[Text passage — start]
I have a plamid DNA sequenced using MiSeq PE250 with read count at 1.3 million reads. I am using different softwares to align these data. My final aim is to analyse different resequencing methodologies and validate them for future use.
I first trimmed the raw data with Trim-Galore (One level trimming) and then with Sickle (Two level trimming). When I align one level trimmed data with the reference and generate a coverage file using samtools mpileup, the coverage at position 1 is 0.
When I use two level trimmed data to align and generate coverage the coverage for position 1 in this case is 32X.
I don't understand how can the coverage for position 1 be zero with less trimming (only trim galore) and 32X with more trimmming (Trim Galore + Sickle). Following are the command which I used.
Trim Galore
trim_galore -q 30 --length 50 --no_report_file --paired read1 read2
Sickle
sickle pe --gzip-output -q 30 -l 50 -t sanger -f read1.trimmed -r read2.trimmed -o read1.sickle -p read2.sickle -s single.sickle
Alignment using Bowtie2:
bowtie2 --local -x SampleName -1 read1.sickle -2 read2.sickle -I 0 -X 1000 --fr -p 16 -S SampleName.sam
Then i sorted and indexed SAM file using Samtools sort
and index
command.
[Text passage — finish]
[Data extract — start]
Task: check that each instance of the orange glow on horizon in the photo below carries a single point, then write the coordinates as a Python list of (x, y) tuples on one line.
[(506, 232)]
[Data extract — finish]
| Exercise requirements |
#1 In the plasmid sequencing post, what coverage does position 1 show when the two-level trimmed data are aligned?
#2 Continue the plasmid sequencing post from its last sentence.

| Task answers |
#1 32X

#2
Then I performed BAQ recalibration using calmd
. Indexed the resultant BAM file again. Used mpileup
command to generate coverage for the entire sequence.
samtools mpileup -d 10000000 -aa -f ref.fasta SampleName.sorted.bam > SampleName.mpileup
cut -f1-4 SampleName.mpileup > SampleName.depth
Can anyone please explain why I received 0 coverage at position 1 with less trimming?
Since your plasmid must be circular you perhaps need to account for that when aligning: Aligning Circular Sequences
Hi Genomax, Thank you for suggestion!!! Although, why was the first position mapped in the other case (two level trim) but not in one level trim?
I will definitely map using concatenated Plasmid sequences but was curious as to why I got the previous results.